+++ READING PASSAGE

Who are the Sabbateans? They are the crypto-Jews in the Ottoman Empire, who at the end of the 17th century abandoned Judaism and accepted Islam. The community consisted of students and followers of Shavtai Tzvi/Sabbatai Zevi, who in 1666 in Istanbul accepted Islam. Tzvi is perceived by his followers as a prophet. Wary of their Muslim neighbors, the Sabbateans kept their religious practices strictly secret, which also leads to a lesser knowledge of the community.

The common name used by Muslim Turks to refer to the Sabbateans – the Jewish followers of Shavtai Tzvi who converted to Islam in the last third of the seventeenth century – is ‘dönme’ (in Turkish ‘dönme’ is a pejorative term for converted/changed one’s faith). The Sabbateans themselves preferred to be called “ma’aminim” (“believers” in Hebrew), which confirmed their belief that they had founded a new sect within Judaism that reinterpreted Messianic Judaism, but at the same time insisted on strict Muslim behavior in public places.

Historians define the denomination as mystical Islam with elements of Judaism. Sabbateans pray in mosques, visit Muslim holy sites and observe Ramadan. In their homes, however, they adhere to Jewish customs and pray in the name of “God, the God of Israel”, and their prayer is modeled after the Islamic prayer. The Sabbateans were rejected by both Jews and Muslims as heretics. At the beginning of the 20th century, the community numbered between 10 and 15 thousand people, “a closed circle of well-educated people with exceptional financial capabilities“. Despite the relatively small size of the community, their economic and political influence in Thessaloniki in this period is considered particularly significant. The ideology of the Sabbateans is considered revolutionary in its social concept, insisting on the equality of men and women, progressive in its adoption of modern European architecture and fashion, and applying advanced pedagogical methods in schools.


In her article dedicated to the Sabbateans in Thessaloniki, the Bulgarian author Albena Shkodrova wrote about Tzvi: “Born in Smyrna (Izmir) during a wave of self-proclaimed messiahs, he traveled for some time in the eastern Mediterranean and attracted followers with his claims that he would lead them to the Promised Land. (Today this is a reason for many to consider him the founder of modern Zionism).” A period followed in which Zevi crisscrossed the Balkan cities and caused unrest among the Jews. Their most numerous and influential community within the Ottoman Empire at the time was in Thessaloniki, and it was there that he managed to cause a spectacular scandal by mentioning the name of God aloud during a sermon. The Orthodox Jews threw him out of town immediately, but the integrity of their group was broken forever. Many wealthy Jewish families sold off their property and froze their businesses in anticipation of the Messiah.”, “Many of his followers followed him, creating one of the strangest religious hybrids known in the region.”.

According to Elsie, in August 1676, Tzvi wrote to the Jewish Community in Berat, Albania, requesting religious books. Shortly afterwards he died in isolation, according to some accounts on September 17, 1676, the High Holy Day of Yom Kippur. Upon his death, his widow, brother and children by his first wife moved to Thessaloniki. His tomb was believed for a long time to have been in Berat, at a tekke built in the yard of the Imperial Mosque, where a tomb stood until 1967. However, more recent research done in 1985 has suggested that he was actually buried in Ulcinj (in Montenegro). His tomb was visited by Dönme pilgrims from Salonika until the early 20th century.

++++++

GIVEN REQUEST 1:
How would you render this sentence from the passage on the Sabbateans in Spanish: "Historians define the denomination as mystical Islam with elements of Judaism."
GIVEN REQUEST 2:
Quote the passage on the Sabbateans word for word, starting with "According to Elsie, in" and going on through "early 20th century.".
The lines that come next are separate material with no connection to the passage on the Sabbateans.

+++ RECORDS PROVIDED

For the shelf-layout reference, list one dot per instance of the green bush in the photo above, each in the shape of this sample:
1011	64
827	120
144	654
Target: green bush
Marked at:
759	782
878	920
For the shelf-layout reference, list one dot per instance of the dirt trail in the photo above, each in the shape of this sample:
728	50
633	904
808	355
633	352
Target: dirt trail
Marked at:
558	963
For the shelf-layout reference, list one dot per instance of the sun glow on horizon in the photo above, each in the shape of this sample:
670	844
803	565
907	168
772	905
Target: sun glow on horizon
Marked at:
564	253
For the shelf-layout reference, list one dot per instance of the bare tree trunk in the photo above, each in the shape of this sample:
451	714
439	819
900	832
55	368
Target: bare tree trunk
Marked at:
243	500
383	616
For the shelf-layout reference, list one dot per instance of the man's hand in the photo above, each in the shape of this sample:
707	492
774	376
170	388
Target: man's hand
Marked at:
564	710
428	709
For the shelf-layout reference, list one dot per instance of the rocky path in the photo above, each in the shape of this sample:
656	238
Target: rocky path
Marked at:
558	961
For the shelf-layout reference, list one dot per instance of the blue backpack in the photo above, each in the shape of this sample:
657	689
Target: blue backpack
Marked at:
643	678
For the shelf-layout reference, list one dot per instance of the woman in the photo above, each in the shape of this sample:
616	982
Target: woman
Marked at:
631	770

++++++

TASK OUTPUT 1:
Los historiadores definen la denominación como un islam místico con elementos del judaísmo.

TASK OUTPUT 2:
According to Elsie, in August 1676, Tzvi wrote to the Jewish Community in Berat, Albania, requesting religious books. Shortly afterwards he died in isolation, according to some accounts on September 17, 1676, the High Holy Day of Yom Kippur. Upon his death, his widow, brother and children by his first wife moved to Thessaloniki. His tomb was believed for a long time to have been in Berat, at a tekke built in the yard of the Imperial Mosque, where a tomb stood until 1967. However, more recent research done in 1985 has suggested that he was actually buried in Ulcinj (in Montenegro). His tomb was visited by Dönme pilgrims from Salonika until the early 20th century.